NetworkVisualization-PyTorch
从上次RNN之后的三次作业就会有PyTorch和TensorFlow两个版本,我选择了PyTorch,因为好上手,代码简洁易懂。
这次作业名字虽然叫做“网络可视化”,但是感觉更像是生成伪图片,还挺有意思的!而且这次代码量不多,只需在NetworkVisualization-PyTorch.ipynb中敲一敲就行了。
引用原文来说明:在此次作业中,主要要完成3个有关图像生成的技巧:
- Saliency Maps:显著性图能很快告诉我们图像的哪一部分影响了网络做出的分类决定;
- Fooling Images:扰动一张输入图像,使之对人眼似乎一模一样,却能让预训练模型误分类;
- Class Visualization:我们可以合成一张图像使特定类别的分类分值最大化,这能给我们一些感觉:网络模型在分类时到底在寻找什么。
Saliency Maps
根据代码上方的提示,可以比较好的理解要编写的代码。我们之前都是对模型参数作梯度下降(gradient descent)从而来更新参数,减小loss。那我们也可以固定参数,对输入图像的每一个pixel作梯度上升(gradient ascent),不断更新后来增大正确分类的得分。
从这里代码可以有几点收获:
- 因为 PyTorch学得不深,以前运用backward()只是用在标量的loss上,其实后来想一想在计算图上的节点都可以backward()。
- 但是这里的得分是一个向量,直接使用会报错:RuntimeError: grad can be implicitly created only for scalar outputs。只有shape是torch.Size([N])的tensor才可以直接使用.backward(),否则还得在里面加上和要反向传播维度一样的tensor,也就是一个权重向量,一般就是值为1的(我看了很多,还是就这样简单使用和理解吧),以后用的时候就是A.backward(torch.ones_like(A))[A是一个非标量tensor]
- 既然有梯度下降也就有梯度上升。其实是下降还是上升,就是看我们的最后的目标是要减小还是增大,根据梯度本身的规律,要减小目标就用梯度下降,要增大目标就用梯度上升。我们这里要最大化正确类别分值,则要用梯度上升。

— 作答要求 —
1. 根据网络可视化作业笔记，判断下列三项说法是否与原文相符，逐项回答"是"或"否"，并原样引用起决定作用的原文字句：(a) 作者在PyTorch和TensorFlow两个版本中选择了TensorFlow；(b) 这次作业的代码只需在NetworkVisualization-PyTorch.ipynb中编写；(c) 为了最大化正确类别分值，应当使用梯度下降。
2. 从网络可视化作业笔记的最后一句之后接着往下写。
后面各行是另附的独立材料，与上文无关。

— 所给材料 —

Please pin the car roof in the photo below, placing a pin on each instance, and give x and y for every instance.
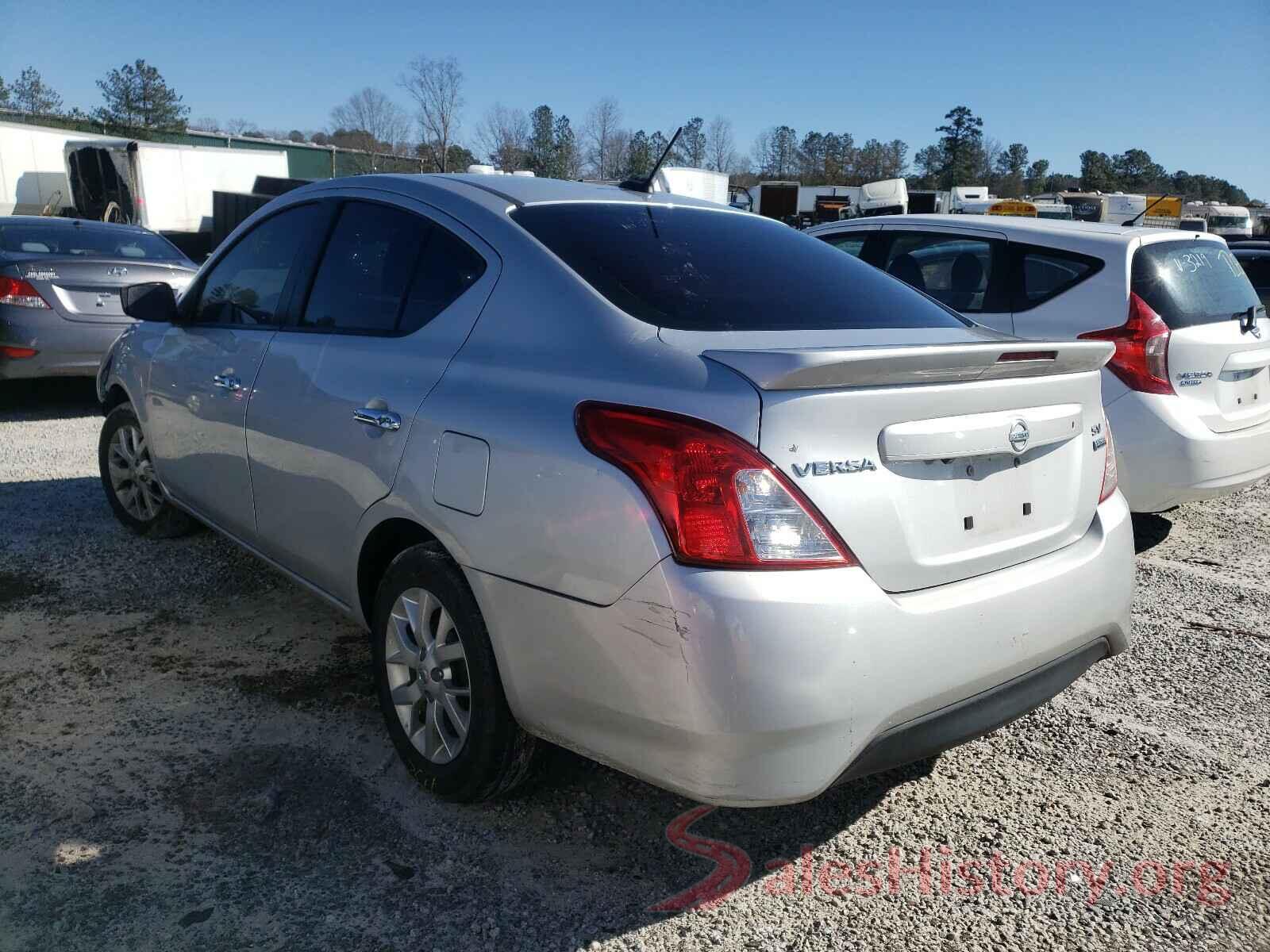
(57, 222)
(526, 190)
(1038, 228)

— 参考答案 —
1.
(a) 否。原文："我选择了PyTorch"
(b) 是。原文："只需在NetworkVisualization-PyTorch.ipynb中敲一敲就行了"
(c) 否。原文："我们这里要最大化正确类别分值,则要用梯度上升。"

2.
关于上面的第2点,可以参考以下链接:
Pytorch中backward函数
PyTorch的学习笔记02 - backward( )函数
英文官方教程AUTOGRAD: AUTOMATIC DIFFERENTIATION
中文官方教程Autograd:自动求导
英文官方文档torch.autograd
中文官方文档Autograd:自动求导
看code:
def compute_saliency_maps(X, y, model):
"""
Compute a class saliency map using the model for images X and labels y.
Input:
- X: Input images; Tensor of shape (N, 3, H, W)
- y: Labels for X; LongTensor of shape (N,)
- model: A pretrained CNN that will be used to compute the saliency map.
Returns:
- saliency: A Tensor of shape (N, H, W) giving the saliency maps for the input
images.
"""
# Make sure the model is in "test" mode
model.eval()
# Make input tensor require gradient
X.requires_grad_()
saliency = None
##############################################################################
# TODO: Implement this function. Perform a forward and backward pass through #
# the model to compute the gradient of the correct class score with respect #
# to each input image. You first want to compute the loss over the correct #
# scores (we'll combine losses across a batch by summing), and then compute #
# the gradients with a backward pass. #
##############################################################################
# *****START OF YOUR CODE (DO NOT DELETE/MODIFY THIS LINE)*****
s = model(X) # torch.Size([5, 1000])因为是ImageNet,每一个最后都会出来1000类
correct_class_scores = s.gather(1, y.view(-1, 1)).squeeze() # torch.Size([5])
# backward里面也是可以传参数的,而且也不非要是loss才能backward
# 我感觉只要是计算图中的节点都可以backward()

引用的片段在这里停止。